[Dataset records]
START

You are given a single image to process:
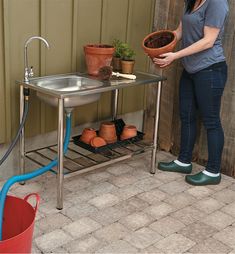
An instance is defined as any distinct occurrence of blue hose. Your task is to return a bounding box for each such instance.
[0,114,71,241]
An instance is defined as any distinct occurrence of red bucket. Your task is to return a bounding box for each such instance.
[0,193,40,253]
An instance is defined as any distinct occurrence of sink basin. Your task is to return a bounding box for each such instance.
[30,75,103,108]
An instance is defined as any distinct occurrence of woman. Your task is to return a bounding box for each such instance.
[153,0,228,185]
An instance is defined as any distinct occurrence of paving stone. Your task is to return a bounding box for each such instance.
[134,176,162,191]
[90,207,128,225]
[137,189,168,204]
[171,206,205,225]
[86,182,118,196]
[95,240,138,254]
[64,177,92,191]
[178,222,218,243]
[207,178,235,192]
[154,234,195,253]
[158,181,190,195]
[88,193,120,209]
[144,202,174,220]
[106,163,133,176]
[63,217,101,239]
[109,174,138,188]
[33,224,43,239]
[187,186,213,199]
[61,203,98,221]
[188,238,231,254]
[213,226,235,249]
[193,197,225,214]
[140,245,163,254]
[84,172,112,183]
[64,235,104,253]
[124,227,163,249]
[226,184,235,191]
[37,213,71,233]
[149,216,185,237]
[202,211,235,230]
[130,167,152,181]
[64,190,96,205]
[164,192,197,210]
[213,189,235,204]
[154,171,183,183]
[114,197,149,214]
[38,199,73,215]
[221,202,235,217]
[35,229,72,252]
[113,185,143,200]
[13,182,44,197]
[49,246,67,254]
[127,158,150,172]
[31,243,42,254]
[94,222,130,243]
[119,212,154,230]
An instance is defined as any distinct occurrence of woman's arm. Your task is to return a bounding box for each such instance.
[173,21,182,41]
[153,26,220,68]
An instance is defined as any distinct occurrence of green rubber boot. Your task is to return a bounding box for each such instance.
[158,161,192,174]
[185,172,221,186]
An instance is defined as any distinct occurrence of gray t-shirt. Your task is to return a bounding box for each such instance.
[182,0,228,73]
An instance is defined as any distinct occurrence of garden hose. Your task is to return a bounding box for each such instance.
[0,113,71,241]
[0,88,29,166]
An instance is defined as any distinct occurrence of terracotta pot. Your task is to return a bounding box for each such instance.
[84,44,115,76]
[80,128,97,144]
[99,122,117,144]
[142,30,177,59]
[120,125,137,140]
[112,57,122,71]
[90,137,107,147]
[121,60,135,74]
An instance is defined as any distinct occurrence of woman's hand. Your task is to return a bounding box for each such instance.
[153,52,177,68]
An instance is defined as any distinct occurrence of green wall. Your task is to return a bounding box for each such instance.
[0,0,155,143]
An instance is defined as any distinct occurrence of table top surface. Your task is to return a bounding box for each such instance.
[16,71,166,99]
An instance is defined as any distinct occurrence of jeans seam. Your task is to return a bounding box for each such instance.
[187,98,193,161]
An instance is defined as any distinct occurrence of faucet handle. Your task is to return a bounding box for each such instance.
[29,66,34,78]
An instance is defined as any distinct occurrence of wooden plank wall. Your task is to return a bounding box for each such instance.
[0,0,155,143]
[146,0,235,176]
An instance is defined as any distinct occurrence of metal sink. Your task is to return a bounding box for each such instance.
[30,74,103,108]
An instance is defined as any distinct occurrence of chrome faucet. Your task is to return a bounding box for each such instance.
[24,36,49,83]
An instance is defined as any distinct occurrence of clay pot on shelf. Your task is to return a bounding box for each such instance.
[99,122,117,144]
[121,60,135,74]
[112,56,122,72]
[120,125,137,140]
[84,44,115,76]
[80,128,97,144]
[90,137,107,148]
[142,30,177,59]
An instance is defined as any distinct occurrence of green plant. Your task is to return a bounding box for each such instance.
[112,39,124,58]
[121,43,135,61]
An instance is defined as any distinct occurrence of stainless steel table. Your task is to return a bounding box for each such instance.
[16,72,166,209]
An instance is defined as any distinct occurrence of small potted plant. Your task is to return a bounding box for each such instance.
[112,39,124,71]
[84,44,115,76]
[121,43,135,74]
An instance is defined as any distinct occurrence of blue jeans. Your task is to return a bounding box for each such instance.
[178,62,227,173]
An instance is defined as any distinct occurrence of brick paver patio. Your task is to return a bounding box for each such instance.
[5,152,235,253]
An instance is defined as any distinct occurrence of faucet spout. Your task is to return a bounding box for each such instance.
[24,36,50,82]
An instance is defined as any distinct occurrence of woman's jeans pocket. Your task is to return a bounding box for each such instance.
[198,65,227,89]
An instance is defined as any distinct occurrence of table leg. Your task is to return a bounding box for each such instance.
[57,99,64,210]
[150,81,162,174]
[20,85,25,184]
[112,89,119,121]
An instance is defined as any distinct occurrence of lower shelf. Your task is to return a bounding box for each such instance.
[25,140,153,177]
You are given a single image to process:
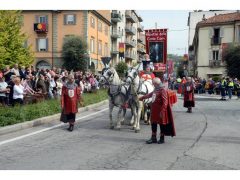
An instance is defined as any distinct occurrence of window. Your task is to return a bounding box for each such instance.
[37,39,48,52]
[38,16,47,23]
[238,26,240,42]
[64,14,76,25]
[98,21,102,32]
[213,51,219,60]
[90,37,95,53]
[105,25,108,36]
[104,43,108,56]
[91,17,95,28]
[98,41,102,55]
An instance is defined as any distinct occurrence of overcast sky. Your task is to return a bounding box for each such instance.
[137,10,189,55]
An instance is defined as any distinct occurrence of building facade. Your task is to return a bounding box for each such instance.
[193,12,240,78]
[22,10,111,71]
[187,10,236,74]
[111,10,126,65]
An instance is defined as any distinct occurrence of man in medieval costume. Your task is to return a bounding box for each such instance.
[60,74,81,131]
[139,61,155,82]
[183,77,195,113]
[139,78,176,144]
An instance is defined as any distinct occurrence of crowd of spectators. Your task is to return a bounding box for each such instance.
[0,64,99,106]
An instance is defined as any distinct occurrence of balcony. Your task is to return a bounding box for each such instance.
[211,37,221,45]
[111,12,122,23]
[137,47,145,54]
[111,29,121,39]
[209,60,222,67]
[125,26,136,35]
[125,52,136,60]
[33,23,48,33]
[111,47,119,55]
[125,10,137,23]
[138,24,144,32]
[125,39,137,47]
[138,15,143,22]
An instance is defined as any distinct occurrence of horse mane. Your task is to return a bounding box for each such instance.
[110,67,122,85]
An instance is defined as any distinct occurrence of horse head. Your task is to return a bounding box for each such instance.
[99,68,117,84]
[126,67,138,84]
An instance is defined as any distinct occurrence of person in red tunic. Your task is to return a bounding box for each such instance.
[178,77,186,96]
[61,74,81,131]
[139,78,176,144]
[183,77,195,113]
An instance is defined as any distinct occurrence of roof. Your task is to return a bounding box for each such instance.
[197,12,240,26]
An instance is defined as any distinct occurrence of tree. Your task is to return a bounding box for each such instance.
[62,36,89,71]
[0,10,34,68]
[115,61,128,77]
[223,45,240,79]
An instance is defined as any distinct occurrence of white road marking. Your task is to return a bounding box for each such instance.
[0,108,108,146]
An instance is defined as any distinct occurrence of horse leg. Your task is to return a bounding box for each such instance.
[109,102,114,129]
[130,107,136,126]
[116,107,122,130]
[121,109,127,125]
[135,102,143,133]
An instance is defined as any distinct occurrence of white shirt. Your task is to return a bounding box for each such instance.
[13,84,24,99]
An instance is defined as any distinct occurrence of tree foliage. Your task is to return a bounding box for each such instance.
[224,45,240,79]
[115,61,128,77]
[0,10,34,68]
[62,36,88,71]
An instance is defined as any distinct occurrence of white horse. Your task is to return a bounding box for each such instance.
[99,67,138,132]
[126,67,154,130]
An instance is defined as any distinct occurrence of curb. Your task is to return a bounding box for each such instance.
[0,100,108,136]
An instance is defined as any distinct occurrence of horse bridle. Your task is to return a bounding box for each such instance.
[101,68,115,85]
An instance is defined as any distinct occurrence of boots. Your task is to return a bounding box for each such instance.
[158,135,165,144]
[68,124,74,132]
[146,135,157,144]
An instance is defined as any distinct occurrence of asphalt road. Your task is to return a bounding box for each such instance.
[0,93,240,170]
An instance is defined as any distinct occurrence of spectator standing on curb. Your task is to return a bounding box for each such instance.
[220,77,227,100]
[60,74,81,131]
[183,77,195,113]
[13,77,24,106]
[227,78,234,99]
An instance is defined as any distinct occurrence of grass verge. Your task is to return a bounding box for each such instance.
[0,89,108,127]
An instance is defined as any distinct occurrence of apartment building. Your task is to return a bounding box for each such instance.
[22,10,111,71]
[187,10,236,74]
[193,12,240,78]
[111,10,126,65]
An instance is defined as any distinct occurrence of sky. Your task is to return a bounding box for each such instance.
[137,10,189,55]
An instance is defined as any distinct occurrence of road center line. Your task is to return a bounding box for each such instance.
[0,108,108,146]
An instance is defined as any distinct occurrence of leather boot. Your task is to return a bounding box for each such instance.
[146,136,157,144]
[158,135,165,144]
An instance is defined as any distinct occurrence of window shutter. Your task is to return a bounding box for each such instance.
[63,14,67,25]
[46,38,48,51]
[209,28,213,38]
[208,49,213,60]
[73,14,77,24]
[35,15,39,23]
[220,27,224,37]
[46,15,48,24]
[36,39,39,52]
[218,49,223,61]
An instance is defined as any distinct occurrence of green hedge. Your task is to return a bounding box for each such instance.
[0,89,108,127]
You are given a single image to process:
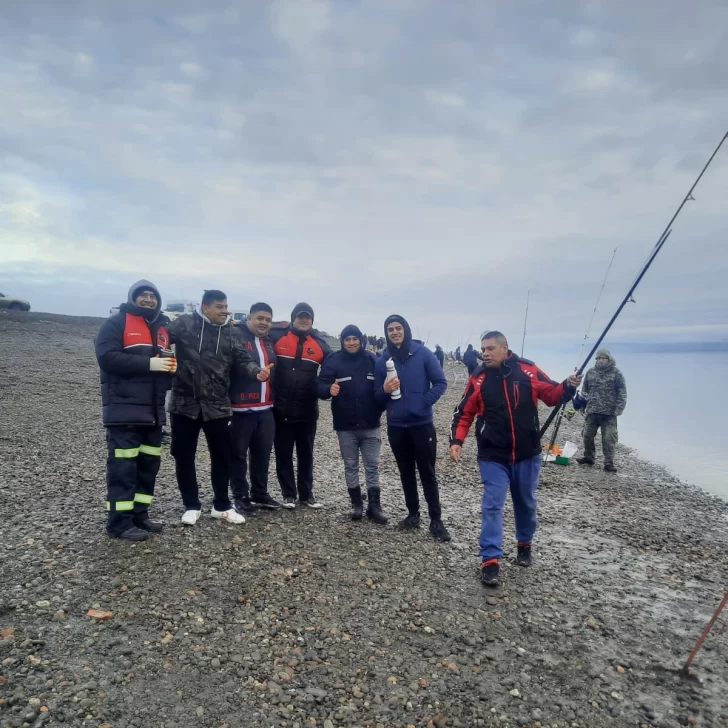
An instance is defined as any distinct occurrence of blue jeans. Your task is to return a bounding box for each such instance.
[336,427,382,490]
[478,455,541,561]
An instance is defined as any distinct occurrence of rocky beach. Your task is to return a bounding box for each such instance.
[0,312,728,728]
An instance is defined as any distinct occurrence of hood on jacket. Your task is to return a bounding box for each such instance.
[339,324,367,356]
[195,306,232,355]
[384,313,412,364]
[125,278,162,323]
[594,349,617,370]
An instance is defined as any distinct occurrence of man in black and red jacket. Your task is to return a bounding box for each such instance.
[95,280,177,541]
[450,331,581,586]
[230,303,281,516]
[271,303,331,508]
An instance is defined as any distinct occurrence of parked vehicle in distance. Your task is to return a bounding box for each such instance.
[0,293,30,311]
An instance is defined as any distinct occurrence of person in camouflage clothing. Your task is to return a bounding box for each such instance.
[168,291,272,526]
[577,349,627,473]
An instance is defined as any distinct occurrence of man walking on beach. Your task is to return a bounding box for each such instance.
[230,303,281,516]
[576,349,627,473]
[95,280,177,541]
[169,290,271,526]
[375,314,450,541]
[271,303,331,508]
[450,331,581,586]
[318,325,387,524]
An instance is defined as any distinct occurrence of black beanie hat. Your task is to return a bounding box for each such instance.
[291,302,313,323]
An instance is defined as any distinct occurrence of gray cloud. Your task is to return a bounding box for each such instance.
[0,0,728,346]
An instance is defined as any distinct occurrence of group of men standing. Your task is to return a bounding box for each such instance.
[96,280,626,585]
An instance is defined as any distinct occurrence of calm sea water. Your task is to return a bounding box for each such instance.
[526,349,728,500]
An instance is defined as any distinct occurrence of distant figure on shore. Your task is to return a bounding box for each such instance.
[463,344,479,376]
[230,302,281,516]
[576,349,627,473]
[318,325,387,524]
[375,315,450,541]
[435,344,445,369]
[271,303,331,509]
[95,280,177,541]
[169,290,271,526]
[450,331,581,586]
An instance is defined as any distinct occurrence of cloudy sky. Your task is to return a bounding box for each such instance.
[0,0,728,348]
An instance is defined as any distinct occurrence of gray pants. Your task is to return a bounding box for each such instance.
[582,414,619,465]
[336,427,382,490]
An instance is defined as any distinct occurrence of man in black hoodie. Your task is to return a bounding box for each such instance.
[318,325,387,524]
[95,280,177,541]
[271,303,331,509]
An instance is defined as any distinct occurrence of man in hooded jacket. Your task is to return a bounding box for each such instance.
[577,349,627,473]
[318,325,387,524]
[95,280,177,541]
[169,290,271,526]
[374,314,450,541]
[270,303,331,509]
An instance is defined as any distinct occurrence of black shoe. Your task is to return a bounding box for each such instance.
[349,487,364,521]
[134,518,164,533]
[480,559,500,586]
[235,498,258,516]
[430,518,452,541]
[109,526,149,541]
[397,513,420,530]
[516,543,533,566]
[250,493,283,511]
[367,488,389,526]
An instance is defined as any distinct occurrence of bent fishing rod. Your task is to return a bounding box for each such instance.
[540,132,728,440]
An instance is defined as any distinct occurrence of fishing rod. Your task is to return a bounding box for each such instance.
[544,248,617,457]
[540,132,728,440]
[521,288,531,356]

END

» WHAT THIS TASK INVOLVES:
Copy the data again, beginning at its start and stopping after the line that contains "[153,0,228,185]", and switch "sink basin" to "kitchen sink" with everything else left as it is. Leave the pictures out of your answer.

» RESPONSE:
You are given a single image to process:
An instance is defined as any distinct occurrence of blue hose. Your task is to return a bounding box for each such instance.
[0,114,71,241]
An instance is defined as any distinct occurrence of red bucket. Your task is to return a bounding box for each such instance.
[0,193,40,253]
An instance is defined as any distinct occurrence of kitchen sink. Your task is to return a bounding box for each such instance.
[30,75,103,108]
An instance is defined as any distinct occurrence of woman. Your task is to return a bounding box for each such instance.
[153,0,228,185]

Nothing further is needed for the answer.